> **Task**: Your answer must consist of exactly the lines below, starting with the line with "box: [0, 221, 450, 299]" and going on through the line with "225L271 247L0 219V293L450", and nothing else.

(Dataset excerpts)
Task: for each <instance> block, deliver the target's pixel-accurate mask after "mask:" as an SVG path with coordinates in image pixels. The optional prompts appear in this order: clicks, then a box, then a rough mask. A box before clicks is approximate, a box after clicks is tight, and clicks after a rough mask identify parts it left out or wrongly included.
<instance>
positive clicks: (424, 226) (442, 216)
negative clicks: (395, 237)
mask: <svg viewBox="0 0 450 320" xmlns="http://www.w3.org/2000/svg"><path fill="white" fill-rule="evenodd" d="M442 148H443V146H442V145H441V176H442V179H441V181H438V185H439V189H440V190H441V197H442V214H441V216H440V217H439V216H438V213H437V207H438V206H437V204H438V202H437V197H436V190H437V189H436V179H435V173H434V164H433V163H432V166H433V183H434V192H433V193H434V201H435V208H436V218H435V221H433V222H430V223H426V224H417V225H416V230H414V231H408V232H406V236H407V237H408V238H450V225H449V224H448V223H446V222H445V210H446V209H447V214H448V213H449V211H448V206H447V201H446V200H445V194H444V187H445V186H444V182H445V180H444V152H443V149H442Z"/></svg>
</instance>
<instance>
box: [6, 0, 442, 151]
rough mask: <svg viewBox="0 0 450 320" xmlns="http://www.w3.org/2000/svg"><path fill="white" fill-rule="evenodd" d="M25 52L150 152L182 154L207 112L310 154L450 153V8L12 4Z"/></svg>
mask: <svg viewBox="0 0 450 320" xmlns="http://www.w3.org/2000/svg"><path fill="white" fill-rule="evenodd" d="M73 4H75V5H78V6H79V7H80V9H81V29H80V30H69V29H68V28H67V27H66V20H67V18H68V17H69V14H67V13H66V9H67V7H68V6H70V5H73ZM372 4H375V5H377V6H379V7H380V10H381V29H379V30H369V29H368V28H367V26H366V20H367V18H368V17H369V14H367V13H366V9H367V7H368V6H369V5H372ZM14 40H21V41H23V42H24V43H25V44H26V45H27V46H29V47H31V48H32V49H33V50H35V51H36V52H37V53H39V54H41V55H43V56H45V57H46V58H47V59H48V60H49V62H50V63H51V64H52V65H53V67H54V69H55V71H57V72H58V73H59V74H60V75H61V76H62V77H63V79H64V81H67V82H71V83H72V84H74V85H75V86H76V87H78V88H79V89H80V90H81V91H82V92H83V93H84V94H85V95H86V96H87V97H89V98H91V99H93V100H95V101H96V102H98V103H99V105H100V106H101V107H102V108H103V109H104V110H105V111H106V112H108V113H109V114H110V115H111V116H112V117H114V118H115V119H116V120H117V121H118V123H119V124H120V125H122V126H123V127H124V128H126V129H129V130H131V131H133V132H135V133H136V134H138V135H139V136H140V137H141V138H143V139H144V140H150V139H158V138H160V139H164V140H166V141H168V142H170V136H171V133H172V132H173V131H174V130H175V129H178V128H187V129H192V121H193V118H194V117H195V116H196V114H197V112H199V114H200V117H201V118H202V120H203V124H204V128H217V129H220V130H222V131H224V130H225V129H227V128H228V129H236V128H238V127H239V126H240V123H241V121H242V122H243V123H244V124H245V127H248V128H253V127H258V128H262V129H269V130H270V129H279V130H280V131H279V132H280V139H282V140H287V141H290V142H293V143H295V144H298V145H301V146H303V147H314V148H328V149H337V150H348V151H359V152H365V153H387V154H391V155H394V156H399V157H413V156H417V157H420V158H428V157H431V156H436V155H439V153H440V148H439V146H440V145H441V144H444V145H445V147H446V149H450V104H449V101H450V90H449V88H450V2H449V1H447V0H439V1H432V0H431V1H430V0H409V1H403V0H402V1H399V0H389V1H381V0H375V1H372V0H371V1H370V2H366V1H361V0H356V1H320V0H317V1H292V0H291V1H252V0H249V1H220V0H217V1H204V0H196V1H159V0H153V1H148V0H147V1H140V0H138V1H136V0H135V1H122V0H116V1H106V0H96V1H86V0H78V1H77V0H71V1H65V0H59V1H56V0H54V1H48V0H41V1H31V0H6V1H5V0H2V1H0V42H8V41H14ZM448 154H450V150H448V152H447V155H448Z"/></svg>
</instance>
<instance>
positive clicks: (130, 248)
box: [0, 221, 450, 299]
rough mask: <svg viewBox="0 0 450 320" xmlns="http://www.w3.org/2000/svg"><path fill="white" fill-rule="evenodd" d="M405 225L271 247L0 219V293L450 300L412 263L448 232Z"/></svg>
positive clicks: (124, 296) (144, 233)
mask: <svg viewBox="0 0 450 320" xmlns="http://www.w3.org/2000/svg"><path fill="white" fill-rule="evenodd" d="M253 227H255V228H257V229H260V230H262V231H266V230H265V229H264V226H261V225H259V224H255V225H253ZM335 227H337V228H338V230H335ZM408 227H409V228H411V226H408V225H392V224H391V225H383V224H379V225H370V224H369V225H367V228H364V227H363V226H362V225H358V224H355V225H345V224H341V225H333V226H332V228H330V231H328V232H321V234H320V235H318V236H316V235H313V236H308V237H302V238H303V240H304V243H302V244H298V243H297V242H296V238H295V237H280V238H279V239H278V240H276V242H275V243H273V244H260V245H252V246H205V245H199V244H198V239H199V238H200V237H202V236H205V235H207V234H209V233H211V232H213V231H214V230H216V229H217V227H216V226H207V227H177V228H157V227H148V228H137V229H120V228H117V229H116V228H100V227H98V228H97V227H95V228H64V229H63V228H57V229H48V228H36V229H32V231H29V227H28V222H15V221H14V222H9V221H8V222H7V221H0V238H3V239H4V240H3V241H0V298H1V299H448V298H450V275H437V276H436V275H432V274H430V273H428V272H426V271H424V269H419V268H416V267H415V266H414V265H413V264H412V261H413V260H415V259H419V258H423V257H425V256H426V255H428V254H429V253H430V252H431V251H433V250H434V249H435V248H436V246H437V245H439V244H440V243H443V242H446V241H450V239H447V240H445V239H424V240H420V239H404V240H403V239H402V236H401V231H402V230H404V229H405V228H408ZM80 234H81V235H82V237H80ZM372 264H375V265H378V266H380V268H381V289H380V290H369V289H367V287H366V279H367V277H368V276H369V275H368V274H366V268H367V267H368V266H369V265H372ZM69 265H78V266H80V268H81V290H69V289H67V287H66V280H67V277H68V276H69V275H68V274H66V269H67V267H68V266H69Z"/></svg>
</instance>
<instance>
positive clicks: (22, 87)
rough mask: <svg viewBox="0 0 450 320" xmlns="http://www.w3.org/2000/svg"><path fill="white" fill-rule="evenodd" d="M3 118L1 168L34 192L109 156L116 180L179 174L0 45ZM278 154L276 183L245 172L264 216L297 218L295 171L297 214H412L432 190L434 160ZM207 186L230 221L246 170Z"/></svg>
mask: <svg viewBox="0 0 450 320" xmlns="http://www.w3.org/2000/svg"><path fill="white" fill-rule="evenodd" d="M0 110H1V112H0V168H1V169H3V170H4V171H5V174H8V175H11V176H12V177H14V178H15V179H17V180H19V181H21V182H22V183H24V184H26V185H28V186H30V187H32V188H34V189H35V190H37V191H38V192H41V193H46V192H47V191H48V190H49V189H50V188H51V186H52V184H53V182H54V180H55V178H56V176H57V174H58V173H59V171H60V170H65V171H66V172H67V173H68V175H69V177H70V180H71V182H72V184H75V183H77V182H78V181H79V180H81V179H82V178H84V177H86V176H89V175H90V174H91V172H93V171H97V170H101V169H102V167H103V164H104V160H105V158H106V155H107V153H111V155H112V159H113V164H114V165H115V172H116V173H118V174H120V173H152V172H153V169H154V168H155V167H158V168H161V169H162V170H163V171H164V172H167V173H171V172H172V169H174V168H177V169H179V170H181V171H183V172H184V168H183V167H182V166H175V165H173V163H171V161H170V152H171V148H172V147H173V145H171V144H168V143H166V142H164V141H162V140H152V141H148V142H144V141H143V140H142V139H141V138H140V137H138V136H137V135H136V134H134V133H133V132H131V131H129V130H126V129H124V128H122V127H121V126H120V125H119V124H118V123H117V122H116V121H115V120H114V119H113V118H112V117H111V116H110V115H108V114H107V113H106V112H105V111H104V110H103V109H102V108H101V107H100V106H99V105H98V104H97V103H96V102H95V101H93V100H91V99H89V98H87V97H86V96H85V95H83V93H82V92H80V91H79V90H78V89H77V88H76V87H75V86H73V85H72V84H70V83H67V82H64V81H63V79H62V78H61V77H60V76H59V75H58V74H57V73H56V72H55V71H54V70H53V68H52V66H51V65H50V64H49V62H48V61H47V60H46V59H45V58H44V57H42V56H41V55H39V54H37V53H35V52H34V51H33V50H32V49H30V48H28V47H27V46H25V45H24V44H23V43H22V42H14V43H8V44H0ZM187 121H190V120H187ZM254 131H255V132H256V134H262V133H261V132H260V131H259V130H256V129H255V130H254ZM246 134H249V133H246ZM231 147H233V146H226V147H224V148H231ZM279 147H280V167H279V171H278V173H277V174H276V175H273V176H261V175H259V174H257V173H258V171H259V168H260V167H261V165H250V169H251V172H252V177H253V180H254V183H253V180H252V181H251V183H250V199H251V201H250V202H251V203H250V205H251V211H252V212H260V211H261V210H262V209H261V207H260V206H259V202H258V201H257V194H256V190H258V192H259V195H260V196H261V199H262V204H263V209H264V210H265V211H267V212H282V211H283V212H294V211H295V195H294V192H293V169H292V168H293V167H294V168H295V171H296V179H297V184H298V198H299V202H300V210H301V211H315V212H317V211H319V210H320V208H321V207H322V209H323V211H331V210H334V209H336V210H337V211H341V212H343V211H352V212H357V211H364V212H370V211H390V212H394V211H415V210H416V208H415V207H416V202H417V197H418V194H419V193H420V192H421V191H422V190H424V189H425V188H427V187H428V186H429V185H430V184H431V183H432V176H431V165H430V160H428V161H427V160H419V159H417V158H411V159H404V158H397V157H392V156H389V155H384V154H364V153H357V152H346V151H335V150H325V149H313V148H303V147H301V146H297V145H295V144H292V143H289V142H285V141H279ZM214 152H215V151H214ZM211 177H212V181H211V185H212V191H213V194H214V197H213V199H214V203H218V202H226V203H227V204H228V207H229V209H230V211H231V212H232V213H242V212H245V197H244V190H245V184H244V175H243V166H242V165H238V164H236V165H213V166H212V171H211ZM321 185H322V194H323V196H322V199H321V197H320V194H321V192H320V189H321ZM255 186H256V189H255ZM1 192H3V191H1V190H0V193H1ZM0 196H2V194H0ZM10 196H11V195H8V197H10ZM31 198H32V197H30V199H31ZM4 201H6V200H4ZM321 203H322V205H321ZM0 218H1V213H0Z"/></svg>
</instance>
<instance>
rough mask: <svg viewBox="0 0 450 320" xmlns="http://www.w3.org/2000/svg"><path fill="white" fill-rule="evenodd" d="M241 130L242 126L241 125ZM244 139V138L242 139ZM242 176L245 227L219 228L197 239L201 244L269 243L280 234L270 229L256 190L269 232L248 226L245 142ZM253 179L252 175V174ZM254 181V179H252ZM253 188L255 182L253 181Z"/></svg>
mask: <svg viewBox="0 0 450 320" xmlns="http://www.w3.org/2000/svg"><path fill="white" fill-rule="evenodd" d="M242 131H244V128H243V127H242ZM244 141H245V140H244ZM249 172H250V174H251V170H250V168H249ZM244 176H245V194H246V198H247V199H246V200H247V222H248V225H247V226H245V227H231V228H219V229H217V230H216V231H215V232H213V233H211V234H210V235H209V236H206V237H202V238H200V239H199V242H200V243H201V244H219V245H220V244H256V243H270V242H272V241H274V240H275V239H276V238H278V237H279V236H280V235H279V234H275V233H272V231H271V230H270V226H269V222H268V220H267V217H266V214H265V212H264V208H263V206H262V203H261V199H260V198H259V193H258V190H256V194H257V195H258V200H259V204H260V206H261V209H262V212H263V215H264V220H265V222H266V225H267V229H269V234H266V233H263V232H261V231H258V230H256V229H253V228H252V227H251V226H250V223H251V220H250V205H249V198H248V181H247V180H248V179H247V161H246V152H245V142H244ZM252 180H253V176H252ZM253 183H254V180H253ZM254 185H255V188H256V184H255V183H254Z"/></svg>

> **Solution for this task**:
box: [0, 221, 450, 299]
rough mask: <svg viewBox="0 0 450 320" xmlns="http://www.w3.org/2000/svg"><path fill="white" fill-rule="evenodd" d="M405 225L271 247L0 219V293L450 300L412 263L448 232Z"/></svg>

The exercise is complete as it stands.